[[ INFORMATION, beginning ]]
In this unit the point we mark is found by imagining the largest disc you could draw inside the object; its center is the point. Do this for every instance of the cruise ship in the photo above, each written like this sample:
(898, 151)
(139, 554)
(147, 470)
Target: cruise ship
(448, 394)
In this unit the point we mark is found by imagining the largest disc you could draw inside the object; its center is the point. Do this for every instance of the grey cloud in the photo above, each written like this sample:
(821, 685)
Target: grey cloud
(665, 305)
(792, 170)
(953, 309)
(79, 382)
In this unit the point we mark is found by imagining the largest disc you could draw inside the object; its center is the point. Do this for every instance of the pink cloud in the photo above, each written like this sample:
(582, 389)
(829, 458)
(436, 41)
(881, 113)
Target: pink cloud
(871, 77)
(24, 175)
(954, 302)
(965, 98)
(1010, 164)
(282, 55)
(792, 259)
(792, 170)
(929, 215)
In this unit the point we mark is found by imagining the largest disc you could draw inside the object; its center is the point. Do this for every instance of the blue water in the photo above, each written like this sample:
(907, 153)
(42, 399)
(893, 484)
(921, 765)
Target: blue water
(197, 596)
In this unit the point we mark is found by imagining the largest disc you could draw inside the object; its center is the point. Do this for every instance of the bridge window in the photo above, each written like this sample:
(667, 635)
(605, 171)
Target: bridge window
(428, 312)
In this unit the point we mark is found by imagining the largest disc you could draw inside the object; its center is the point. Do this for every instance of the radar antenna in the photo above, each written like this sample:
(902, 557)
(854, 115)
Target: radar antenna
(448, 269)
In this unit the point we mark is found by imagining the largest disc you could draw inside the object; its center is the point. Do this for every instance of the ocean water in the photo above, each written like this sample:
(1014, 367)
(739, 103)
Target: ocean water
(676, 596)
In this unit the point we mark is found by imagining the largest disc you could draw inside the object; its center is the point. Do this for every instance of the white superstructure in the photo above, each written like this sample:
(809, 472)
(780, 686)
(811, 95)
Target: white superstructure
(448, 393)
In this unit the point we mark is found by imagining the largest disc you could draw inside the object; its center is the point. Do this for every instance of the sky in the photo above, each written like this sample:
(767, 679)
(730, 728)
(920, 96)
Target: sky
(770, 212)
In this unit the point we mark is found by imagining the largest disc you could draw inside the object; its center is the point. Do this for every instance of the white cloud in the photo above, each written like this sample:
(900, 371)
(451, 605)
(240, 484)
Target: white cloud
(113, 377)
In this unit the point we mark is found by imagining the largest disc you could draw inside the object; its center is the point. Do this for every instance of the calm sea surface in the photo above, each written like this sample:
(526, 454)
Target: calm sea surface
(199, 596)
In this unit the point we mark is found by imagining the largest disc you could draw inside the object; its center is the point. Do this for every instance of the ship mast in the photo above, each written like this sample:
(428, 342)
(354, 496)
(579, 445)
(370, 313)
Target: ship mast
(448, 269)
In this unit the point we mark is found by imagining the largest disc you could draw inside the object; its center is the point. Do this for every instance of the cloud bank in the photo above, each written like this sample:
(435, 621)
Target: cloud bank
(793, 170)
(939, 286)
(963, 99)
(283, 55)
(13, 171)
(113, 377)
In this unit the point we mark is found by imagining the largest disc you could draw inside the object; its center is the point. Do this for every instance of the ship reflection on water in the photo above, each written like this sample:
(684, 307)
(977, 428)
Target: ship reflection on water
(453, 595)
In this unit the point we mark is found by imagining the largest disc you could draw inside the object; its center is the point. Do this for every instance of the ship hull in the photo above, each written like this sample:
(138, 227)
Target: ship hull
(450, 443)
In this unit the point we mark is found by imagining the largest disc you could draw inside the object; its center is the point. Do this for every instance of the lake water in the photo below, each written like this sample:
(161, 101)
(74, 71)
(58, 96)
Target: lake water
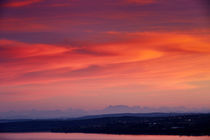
[[ INFORMATION, end ]]
## PROBLEM
Word for word, print every record, and leave out any picture.

## TASK SOLUTION
In this unit the point we mark is found by imagining the largest disc you could draw inside the object; its center is the point. Do this for every instance of the cruise ship in the photo above, each written like this sample:
(898, 151)
(139, 554)
(147, 470)
Target: cruise ship
(448, 394)
In this unit the point we mark is found by imagining the largest disc you could draw inside the object; its center is the point. Do this for every instance of the grey cloud in the photo above, each written like this sample:
(821, 685)
Target: grey cloud
(665, 305)
(792, 170)
(953, 309)
(79, 382)
In this unit the point we mark is found by imagining the largest disc you could draw inside the object; its center is the point. Do this for every instance of the pink cloud in the photo above, each written like this sample:
(582, 389)
(829, 458)
(436, 41)
(881, 113)
Target: pink cloud
(871, 77)
(24, 175)
(954, 302)
(965, 98)
(1010, 164)
(282, 55)
(792, 259)
(792, 170)
(929, 215)
In this unit the point we mark is found by imagining the largest disc you could draw inside the object; its center is the point. Do this for every instance of the blue water in the photo above, each written like this sample:
(907, 153)
(42, 399)
(893, 484)
(921, 765)
Target: blue water
(197, 596)
In this unit the point we mark is found by imagining the largest disc you could draw inside the object; its center is the point. Do this for every instance of the bridge window in the photo above, each written like this sample:
(667, 635)
(605, 171)
Target: bridge window
(428, 312)
In this unit the point we mark is found by imagining the largest disc you could draw inside the object; its center is the point. Do this for every instance of the radar antenna in the photo above, each written like this sample:
(902, 557)
(854, 115)
Target: radar antenna
(448, 269)
In this unit the point we mark is found by imagining the largest disc you could draw inside the object; its center is the point. Do this for every instance of the ocean water in the photo above, each written like this sample:
(1014, 367)
(739, 103)
Target: ocean water
(676, 596)
In this unit the point we mark is found by imagining the largest disc you could draw inside the object; its center is the point. Do this for every instance of the white superstructure in the photo above, each written like this sample:
(809, 472)
(780, 686)
(811, 95)
Target: white superstructure
(448, 393)
In this unit the point we mark is found by imagining the largest disc you could draw inside the object; its center is the point. Do this for every instance of the sky in the photo above, each written like this sample:
(767, 679)
(730, 728)
(920, 96)
Target: sky
(770, 212)
In this unit the point we mark is found by imagining the largest disc you could draw inside the object; its center is the point. Do this for every instance of the white cloud in the photo above, each written like this sample:
(900, 371)
(451, 605)
(240, 484)
Target: white cloud
(113, 377)
In this unit the point we mark is found by imagining the largest disc you could draw inside the object; its center is the point. Do this for every instance of the calm sea surface in the photo above, each written like this sample:
(526, 454)
Target: calm sea surface
(199, 596)
In this unit the point we mark is found by imagining the largest disc you could draw inside the object; its center is the point. Do this for every instance of the ship mast in the photo above, each written like this sample:
(428, 342)
(354, 496)
(579, 445)
(370, 313)
Target: ship mast
(448, 269)
In this unit the point we mark is found by imagining the largest disc you could draw inside the object; its center is the point. Do this for every instance of the cloud bank in the photo above, each written like this sample:
(435, 621)
Target: cloud bank
(793, 170)
(939, 286)
(963, 99)
(283, 55)
(13, 171)
(113, 377)
In this unit the point we mark is found by imagining the largest disc you could draw inside the object; its center is the point. Do this for every instance of the ship reflection on water in the photo above, each written like this sample:
(684, 307)
(977, 428)
Target: ship reflection on water
(453, 595)
In this unit the point we mark is found by imagining the largest disc you could draw inside the object; its center is the point. Do this for every instance of the ship hull in the photo above, each written like this sample:
(138, 227)
Target: ship hull
(450, 443)
In this unit the point we mark is found by imagining the largest disc you could draw inside the object; its center is the point. Do this for every instance of the lake water in the photo below, each written like this sample:
(161, 101)
(74, 71)
(58, 96)
Target: lake water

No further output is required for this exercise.